WORK TO COMPLETE - Return all of the lines below exactly as they are.

RECORDS PROVIDED -
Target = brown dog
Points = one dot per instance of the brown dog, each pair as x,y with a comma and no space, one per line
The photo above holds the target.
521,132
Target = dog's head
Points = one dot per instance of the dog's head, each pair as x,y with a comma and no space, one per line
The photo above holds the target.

SOLUTION TO THE EXERCISE -
Target = brown dog
Points = one dot per instance of the brown dog, each pair as x,y with a comma and no space, one per line
The photo above holds the target.
521,132
Target = dog's head
Points = one dot per instance of the dog's head, each pair as x,y with a comma and no space, one per line
The photo above holds the target.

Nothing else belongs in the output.